- What you will do
The entire listing below is to be transcribed without a single slip.

(Data for processing begins)

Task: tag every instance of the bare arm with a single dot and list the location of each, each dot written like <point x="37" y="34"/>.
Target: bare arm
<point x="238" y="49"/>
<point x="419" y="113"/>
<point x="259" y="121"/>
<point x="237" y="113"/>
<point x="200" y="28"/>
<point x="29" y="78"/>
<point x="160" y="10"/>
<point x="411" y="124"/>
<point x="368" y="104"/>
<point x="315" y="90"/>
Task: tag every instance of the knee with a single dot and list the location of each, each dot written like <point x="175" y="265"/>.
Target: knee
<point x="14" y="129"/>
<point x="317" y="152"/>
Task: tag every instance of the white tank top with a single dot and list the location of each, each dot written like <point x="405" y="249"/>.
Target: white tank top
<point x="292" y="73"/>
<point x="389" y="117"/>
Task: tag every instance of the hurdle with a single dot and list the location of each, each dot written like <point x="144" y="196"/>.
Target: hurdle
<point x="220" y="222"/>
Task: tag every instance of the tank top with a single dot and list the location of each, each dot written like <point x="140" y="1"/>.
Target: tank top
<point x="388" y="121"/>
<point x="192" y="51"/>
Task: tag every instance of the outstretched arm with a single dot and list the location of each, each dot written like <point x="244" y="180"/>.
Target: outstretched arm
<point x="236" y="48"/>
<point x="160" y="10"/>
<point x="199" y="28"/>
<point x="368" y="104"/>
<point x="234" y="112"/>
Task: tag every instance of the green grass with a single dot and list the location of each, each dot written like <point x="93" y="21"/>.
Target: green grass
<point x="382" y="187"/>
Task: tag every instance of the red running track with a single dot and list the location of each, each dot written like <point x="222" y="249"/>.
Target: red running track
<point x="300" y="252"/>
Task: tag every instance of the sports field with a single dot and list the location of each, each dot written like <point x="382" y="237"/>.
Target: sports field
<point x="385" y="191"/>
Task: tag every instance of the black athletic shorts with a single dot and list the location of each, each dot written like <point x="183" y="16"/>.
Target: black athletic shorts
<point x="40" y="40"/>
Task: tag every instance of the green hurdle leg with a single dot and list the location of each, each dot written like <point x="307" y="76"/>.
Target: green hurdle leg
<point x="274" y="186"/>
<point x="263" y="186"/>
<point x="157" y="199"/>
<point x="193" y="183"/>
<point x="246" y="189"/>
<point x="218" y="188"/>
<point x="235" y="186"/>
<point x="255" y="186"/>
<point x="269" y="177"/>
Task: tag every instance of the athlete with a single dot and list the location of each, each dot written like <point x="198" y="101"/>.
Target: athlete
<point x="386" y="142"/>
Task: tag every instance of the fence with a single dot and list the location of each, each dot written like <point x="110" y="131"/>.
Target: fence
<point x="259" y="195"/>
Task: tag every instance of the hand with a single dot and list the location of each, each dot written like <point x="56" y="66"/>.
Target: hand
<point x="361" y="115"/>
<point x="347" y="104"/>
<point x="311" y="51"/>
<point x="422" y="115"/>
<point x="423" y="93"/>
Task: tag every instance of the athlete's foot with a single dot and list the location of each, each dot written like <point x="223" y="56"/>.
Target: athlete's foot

(Data for processing ends)

- Reply
Task: tag every instance of the bare arm with a single dot and list the location of each, each dot written like <point x="37" y="34"/>.
Target: bare arm
<point x="238" y="49"/>
<point x="419" y="113"/>
<point x="259" y="121"/>
<point x="237" y="113"/>
<point x="200" y="28"/>
<point x="29" y="78"/>
<point x="160" y="10"/>
<point x="411" y="124"/>
<point x="368" y="104"/>
<point x="315" y="90"/>
Task: tag every instance of the knee with a single dot and list the location of each, each dot written like <point x="175" y="265"/>.
Target: knee
<point x="14" y="129"/>
<point x="317" y="152"/>
Task: tag every instance of the white tank top with a single dot and list the location of each, each dot written like <point x="405" y="249"/>.
Target: white tank top
<point x="292" y="73"/>
<point x="389" y="117"/>
Task: tag every instance of the hurdle with a single dot and list the location of each, each dot written like <point x="144" y="196"/>.
Target: hurdle
<point x="220" y="222"/>
Task: tag every instance of the tank top with a single dot and list the location of each, each dot written like <point x="140" y="1"/>.
Target: tank top
<point x="388" y="121"/>
<point x="192" y="51"/>
Task: tag every instance of the outstretched arm with a single dot and list the location of each, each dot written like <point x="244" y="180"/>.
Target: outstretched arm
<point x="236" y="48"/>
<point x="160" y="10"/>
<point x="199" y="28"/>
<point x="368" y="104"/>
<point x="234" y="112"/>
Task: tag every instance of the green grass with a single dot and list the location of each, each dot written like <point x="93" y="21"/>.
Target: green grass
<point x="382" y="187"/>
Task: tag every instance of the red running track with a single dot and list the location of each, each dot written like <point x="222" y="249"/>.
Target: red running track
<point x="300" y="252"/>
Task: tag every instance of the sports field with a single dot and list the location of each, each dot written like <point x="382" y="237"/>.
Target: sports field
<point x="385" y="191"/>
Task: tag every instance of the black athletic shorts with a single dot and list the location of each, each dot written like <point x="183" y="16"/>.
Target: black athletic shorts
<point x="40" y="40"/>
Task: tag every instance of the green hurdle leg with a single dot and list the location of each, each dot written like <point x="307" y="76"/>.
Target: green hurdle leg
<point x="274" y="186"/>
<point x="263" y="186"/>
<point x="157" y="199"/>
<point x="193" y="183"/>
<point x="246" y="189"/>
<point x="218" y="188"/>
<point x="235" y="186"/>
<point x="255" y="186"/>
<point x="269" y="177"/>
Task: tag every instance of the athlete with a single dot and list the location of each, each dot written like <point x="198" y="101"/>.
Target: athlete
<point x="386" y="142"/>
Task: tag every instance of the fence with a single dot and list the location of each, each dot written like <point x="110" y="131"/>.
Target: fence
<point x="259" y="195"/>
Task: tag every instance of the hand with a single dot and list the location of each, each dot written like <point x="56" y="66"/>.
Target: hand
<point x="361" y="115"/>
<point x="347" y="104"/>
<point x="311" y="51"/>
<point x="422" y="115"/>
<point x="423" y="93"/>
Task: tag every instance of the athlete's foot with a single dot and list the location of each, each dot written like <point x="223" y="56"/>.
Target: athlete's foot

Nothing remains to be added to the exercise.